• TEXT:

Crowd Funding Isn’t for Everyone

Adam Oehlers

Filmmakers are quite used to going out and trying to raise funds for our projects.  In fact, we spend an inordinate amount of time on it, often more than the process of actual creation itself. A colleague of mine who is normally a key crew person, in this case a director of photography, has been trying to raise finance for her first feature as director for the past eighteen months or so.  The last time I met with her, she seemed a little shell shocked at what an intense rollercoaster of a process it is.  And if she doesn’t close her financing—in this case around five million dollars—all of her effort will be for naught.

The likelihood a film deal won’t close is the more probable scenario, always. Very few films in development even at the major studios get a firm green-light; at best it’s blinking.  This is why when crowd-funding sites like Kickstarter and Indigogo sprang up everyone suddenly dropped their rates, hacked their financing needs to what we would normally call the ‘C budget’—i.e., what you could conceivably do the film for if you starve the crew, shoot seven-day weeks and never see a dime yourself—and tried to raise money online by soliciting complete strangers.

The reality is, it has worked for very few, but the crowd-funding sites themselves have thrived.  As another producer friend of mine wrote in an email, “Crowd funding is the same old same old wrapped up in a new wrapper as far as I can see and you just confirmed it to me.”

She’s saying that because, while it has worked for some, it didn’t work for me in the case of a recent crowd-funding campaign for my children’s book, Pepper Pumperdine and the Fashion Fairy.  I didn’t read the fine print on Indiegogo, which in any case they don’t really give you until you’ve launched the campaign. You don’t just put up a worthy project and have lots of strangers flock to you and chip in twenty-five dollars for whatever perk you’re offering, and in our case we were offering some great perks in the form of art prints. You have to go out and solicit your own network, and you have to hit up each one an average of seven times before they contribute.

I don’t know about your network, but mine has little tolerance for that shit, not to mention that they’ve been tapped out by my other creative ventures over the years. It simply isn’t worth pestering people, and high-net-worth individuals are constantly pestered for contributions to one thing or another.

Lindsay Lohan Canyons

Lindsay Lohan with director Paul Shrader on his crowd-funded “The Canyons.”

I even enlisted my sister’s help, and she’s a super networker and connector, having raises millions for other causes and institutions in the past. I don’t know anyone who can match her, but after some thought she bowed out of helping on my project because even her network was under too heavy a load from requests, and she felt the same as me: It wasn’t worth the pestering.  Instead, she gave me a generous contribution, which is what I will use to retool the campaign to go after sponsors privately and directly in a more traditional way.

The most annoying thing is that Indiegogo will still take nine percent of what I’ve raised from my own network, because it’s less than ten percent of the goal amount.  If I had reached my goal, it would only be four percent.  No strangers contributed, probably because they never saw the campaign—if your network doesn’t contribute the vast majority of the goal amount, and doesn’t leave lots of encouraging comments, the campaign remains nearly invisible to all of those hundreds of strangers with twenty-five dollars to donate.

• YOUR OBJECTIVE: Carry the piece about crowd funding forward from its last sentence, in the same first-person voice. The records are unrelated to the crowd-funding piece above and stand as separate material.

• RECORD EXTRACTS:
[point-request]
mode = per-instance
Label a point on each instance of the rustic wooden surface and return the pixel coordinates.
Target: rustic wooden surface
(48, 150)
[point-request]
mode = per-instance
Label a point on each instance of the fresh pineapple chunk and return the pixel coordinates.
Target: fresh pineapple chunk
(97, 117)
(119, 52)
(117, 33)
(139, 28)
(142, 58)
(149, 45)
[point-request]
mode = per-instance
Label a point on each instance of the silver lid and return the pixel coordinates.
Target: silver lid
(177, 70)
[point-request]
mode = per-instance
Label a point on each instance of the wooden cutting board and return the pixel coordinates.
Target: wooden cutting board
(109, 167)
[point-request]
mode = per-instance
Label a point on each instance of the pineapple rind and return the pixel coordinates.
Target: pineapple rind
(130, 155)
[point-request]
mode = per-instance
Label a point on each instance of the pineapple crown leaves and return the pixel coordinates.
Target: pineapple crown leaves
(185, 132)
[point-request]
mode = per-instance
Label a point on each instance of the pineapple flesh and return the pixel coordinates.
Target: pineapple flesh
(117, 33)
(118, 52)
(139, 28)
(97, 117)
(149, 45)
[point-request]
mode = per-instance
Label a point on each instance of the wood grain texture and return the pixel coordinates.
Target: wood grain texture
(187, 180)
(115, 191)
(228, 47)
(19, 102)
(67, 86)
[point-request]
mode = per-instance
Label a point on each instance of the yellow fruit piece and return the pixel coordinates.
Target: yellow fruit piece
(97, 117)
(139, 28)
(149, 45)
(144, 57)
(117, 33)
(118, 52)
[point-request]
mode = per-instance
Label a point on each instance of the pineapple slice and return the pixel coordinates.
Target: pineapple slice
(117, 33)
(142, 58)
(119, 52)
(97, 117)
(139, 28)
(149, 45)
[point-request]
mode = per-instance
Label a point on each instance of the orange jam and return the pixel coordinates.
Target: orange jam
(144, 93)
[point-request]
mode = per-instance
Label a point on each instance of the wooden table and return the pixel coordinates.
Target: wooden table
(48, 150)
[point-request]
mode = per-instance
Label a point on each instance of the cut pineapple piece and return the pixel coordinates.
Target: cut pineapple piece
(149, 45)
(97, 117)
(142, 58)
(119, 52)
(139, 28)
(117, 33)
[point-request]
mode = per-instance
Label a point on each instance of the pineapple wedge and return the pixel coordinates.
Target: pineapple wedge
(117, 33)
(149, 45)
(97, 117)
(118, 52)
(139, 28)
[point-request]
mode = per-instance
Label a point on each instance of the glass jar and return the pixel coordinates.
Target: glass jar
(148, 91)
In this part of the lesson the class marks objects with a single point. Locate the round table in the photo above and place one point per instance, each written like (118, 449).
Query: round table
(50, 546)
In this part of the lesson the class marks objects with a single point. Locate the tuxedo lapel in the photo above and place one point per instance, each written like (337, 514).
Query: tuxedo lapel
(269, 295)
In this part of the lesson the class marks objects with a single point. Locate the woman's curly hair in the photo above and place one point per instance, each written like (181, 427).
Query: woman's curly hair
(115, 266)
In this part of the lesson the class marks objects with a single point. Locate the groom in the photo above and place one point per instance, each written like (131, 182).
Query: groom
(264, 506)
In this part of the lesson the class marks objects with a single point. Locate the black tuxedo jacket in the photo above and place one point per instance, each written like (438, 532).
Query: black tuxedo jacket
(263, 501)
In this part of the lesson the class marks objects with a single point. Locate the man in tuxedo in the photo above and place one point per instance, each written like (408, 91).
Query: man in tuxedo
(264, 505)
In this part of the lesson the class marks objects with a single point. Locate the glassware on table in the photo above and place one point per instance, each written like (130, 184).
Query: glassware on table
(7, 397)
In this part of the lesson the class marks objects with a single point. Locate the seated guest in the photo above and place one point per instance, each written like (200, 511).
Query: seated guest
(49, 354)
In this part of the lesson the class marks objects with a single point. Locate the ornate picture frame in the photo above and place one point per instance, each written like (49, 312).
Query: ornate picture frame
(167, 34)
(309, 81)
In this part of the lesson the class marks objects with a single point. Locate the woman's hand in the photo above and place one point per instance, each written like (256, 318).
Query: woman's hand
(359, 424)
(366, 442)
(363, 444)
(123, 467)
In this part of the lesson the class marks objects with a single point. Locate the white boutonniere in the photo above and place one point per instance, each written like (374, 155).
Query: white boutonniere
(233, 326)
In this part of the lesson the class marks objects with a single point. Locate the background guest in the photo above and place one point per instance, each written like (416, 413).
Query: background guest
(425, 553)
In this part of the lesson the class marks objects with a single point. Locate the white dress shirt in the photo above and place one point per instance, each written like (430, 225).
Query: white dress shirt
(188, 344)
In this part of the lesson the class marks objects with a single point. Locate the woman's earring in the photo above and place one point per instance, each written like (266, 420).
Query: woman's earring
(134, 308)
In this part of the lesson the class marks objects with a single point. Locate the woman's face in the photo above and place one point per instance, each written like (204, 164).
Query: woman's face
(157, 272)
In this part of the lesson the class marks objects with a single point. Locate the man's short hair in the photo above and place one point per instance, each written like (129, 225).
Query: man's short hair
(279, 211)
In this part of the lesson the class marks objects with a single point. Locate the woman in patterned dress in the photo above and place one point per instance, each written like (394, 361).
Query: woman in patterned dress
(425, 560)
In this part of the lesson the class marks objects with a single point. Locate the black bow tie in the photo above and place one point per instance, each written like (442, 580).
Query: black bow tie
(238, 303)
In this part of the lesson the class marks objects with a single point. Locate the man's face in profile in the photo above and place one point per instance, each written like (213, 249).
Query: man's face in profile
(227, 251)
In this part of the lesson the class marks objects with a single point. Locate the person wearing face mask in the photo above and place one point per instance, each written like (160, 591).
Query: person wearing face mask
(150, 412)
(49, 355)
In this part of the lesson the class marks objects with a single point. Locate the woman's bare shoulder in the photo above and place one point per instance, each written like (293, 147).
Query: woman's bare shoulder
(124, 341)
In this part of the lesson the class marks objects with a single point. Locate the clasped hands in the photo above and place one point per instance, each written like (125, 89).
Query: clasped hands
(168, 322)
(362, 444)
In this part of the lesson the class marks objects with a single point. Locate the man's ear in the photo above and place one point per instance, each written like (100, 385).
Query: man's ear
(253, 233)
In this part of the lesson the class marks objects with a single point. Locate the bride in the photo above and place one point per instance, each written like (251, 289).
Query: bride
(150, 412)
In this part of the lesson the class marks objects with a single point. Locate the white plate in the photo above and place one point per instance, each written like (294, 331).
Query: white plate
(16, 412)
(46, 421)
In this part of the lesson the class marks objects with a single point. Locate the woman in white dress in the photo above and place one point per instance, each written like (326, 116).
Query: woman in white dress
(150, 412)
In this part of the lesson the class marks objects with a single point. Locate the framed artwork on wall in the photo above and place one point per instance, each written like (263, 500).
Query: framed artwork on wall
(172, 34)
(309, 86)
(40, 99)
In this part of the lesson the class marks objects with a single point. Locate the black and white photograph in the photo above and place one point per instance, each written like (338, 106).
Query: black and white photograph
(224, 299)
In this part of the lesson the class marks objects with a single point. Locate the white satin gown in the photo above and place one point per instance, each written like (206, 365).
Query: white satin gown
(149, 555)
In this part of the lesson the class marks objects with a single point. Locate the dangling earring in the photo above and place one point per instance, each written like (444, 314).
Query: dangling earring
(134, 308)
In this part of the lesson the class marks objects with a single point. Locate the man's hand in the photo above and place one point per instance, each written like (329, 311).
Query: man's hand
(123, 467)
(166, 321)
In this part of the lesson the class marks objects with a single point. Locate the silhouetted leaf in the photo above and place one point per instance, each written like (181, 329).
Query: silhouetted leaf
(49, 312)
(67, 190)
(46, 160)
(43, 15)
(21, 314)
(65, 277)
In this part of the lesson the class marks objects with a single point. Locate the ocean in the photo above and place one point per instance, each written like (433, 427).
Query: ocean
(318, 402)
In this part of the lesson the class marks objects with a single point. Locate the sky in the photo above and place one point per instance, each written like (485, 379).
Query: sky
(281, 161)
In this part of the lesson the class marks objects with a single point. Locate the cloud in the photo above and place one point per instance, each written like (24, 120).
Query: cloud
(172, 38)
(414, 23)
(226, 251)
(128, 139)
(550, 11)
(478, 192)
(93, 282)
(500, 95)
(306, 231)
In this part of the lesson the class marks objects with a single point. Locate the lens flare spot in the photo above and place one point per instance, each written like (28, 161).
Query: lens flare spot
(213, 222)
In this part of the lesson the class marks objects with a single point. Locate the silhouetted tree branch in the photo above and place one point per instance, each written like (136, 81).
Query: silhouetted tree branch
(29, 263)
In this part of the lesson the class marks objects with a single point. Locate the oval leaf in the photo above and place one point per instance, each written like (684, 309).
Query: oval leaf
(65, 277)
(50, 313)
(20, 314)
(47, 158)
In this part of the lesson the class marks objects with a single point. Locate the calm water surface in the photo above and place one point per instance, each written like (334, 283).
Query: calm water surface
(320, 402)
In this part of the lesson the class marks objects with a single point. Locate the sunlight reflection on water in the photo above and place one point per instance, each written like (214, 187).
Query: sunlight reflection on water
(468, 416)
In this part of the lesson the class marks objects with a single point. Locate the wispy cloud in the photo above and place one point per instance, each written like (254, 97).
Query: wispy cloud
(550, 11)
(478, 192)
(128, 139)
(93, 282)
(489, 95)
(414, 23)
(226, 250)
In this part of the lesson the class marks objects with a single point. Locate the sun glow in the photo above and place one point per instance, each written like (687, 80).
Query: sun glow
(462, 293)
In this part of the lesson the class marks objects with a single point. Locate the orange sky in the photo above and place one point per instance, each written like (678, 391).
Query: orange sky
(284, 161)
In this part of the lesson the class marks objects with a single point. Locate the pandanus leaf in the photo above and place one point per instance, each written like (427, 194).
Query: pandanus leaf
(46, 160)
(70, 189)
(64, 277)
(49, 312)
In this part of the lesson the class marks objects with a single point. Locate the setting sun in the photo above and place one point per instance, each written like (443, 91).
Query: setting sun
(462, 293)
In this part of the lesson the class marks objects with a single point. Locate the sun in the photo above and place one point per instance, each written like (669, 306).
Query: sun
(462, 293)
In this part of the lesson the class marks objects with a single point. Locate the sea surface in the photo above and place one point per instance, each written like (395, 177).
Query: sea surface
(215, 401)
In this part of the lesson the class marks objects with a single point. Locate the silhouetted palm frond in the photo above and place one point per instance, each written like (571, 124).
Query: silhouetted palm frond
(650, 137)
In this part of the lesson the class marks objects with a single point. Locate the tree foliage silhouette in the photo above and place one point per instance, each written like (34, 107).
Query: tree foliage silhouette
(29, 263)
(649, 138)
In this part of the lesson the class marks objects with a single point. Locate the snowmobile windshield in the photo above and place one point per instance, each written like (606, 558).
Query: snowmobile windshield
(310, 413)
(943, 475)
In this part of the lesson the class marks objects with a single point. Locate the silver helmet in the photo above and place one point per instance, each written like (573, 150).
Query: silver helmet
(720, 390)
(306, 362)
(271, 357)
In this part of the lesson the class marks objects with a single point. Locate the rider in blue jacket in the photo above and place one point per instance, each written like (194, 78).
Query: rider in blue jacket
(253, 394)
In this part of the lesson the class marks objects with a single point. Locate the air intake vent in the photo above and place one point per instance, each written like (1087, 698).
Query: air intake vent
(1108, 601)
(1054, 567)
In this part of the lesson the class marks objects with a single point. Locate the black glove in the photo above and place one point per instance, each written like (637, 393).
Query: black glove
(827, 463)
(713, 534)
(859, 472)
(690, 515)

• RESULT OF THE TASK:
See, whatever algorithm runs the site doesn’t begin to promote you until you hit certain goals.  Once I understood that this was going to be a full-time job that was likely still not going to be successful and only annoy people I knew, I stopped working to promote it—again, I will have more success doing this another way, and I have a solid track record of that. Still, I followed the Indiegogo’s advice to the letter (except for the bit about pestering people an average of seven times).  I updated content regularly, launched a dedicated Facebook page, as well as Twitter and Pintrest accounts.  I shot and edited three promotional videos for it, and the first I redid three times to get it right.  I got great feedback, but no kindness from strangers.

Does Pepper Pumperdine fail when the Indiegogo funding goals won’t be met? Absolutely not. On the contrary, by making me create all of those videos and web presences, Indiegogo basically guided me in building the platform on which a successful self-published book can be launched.

When I’m doing any sort of filmed content project, whether it’s a commercial or a feature film, I have to do a comprehensive treatment, and I enjoy doing them—they focus my thoughts and improve the project.  The same goes for Pepper Pumperdine—it will be a better book because of the Indiegogo process not just because of the material generated, but because it has allowed me both to test it (and it works), and given me greater clarity on how it should be published.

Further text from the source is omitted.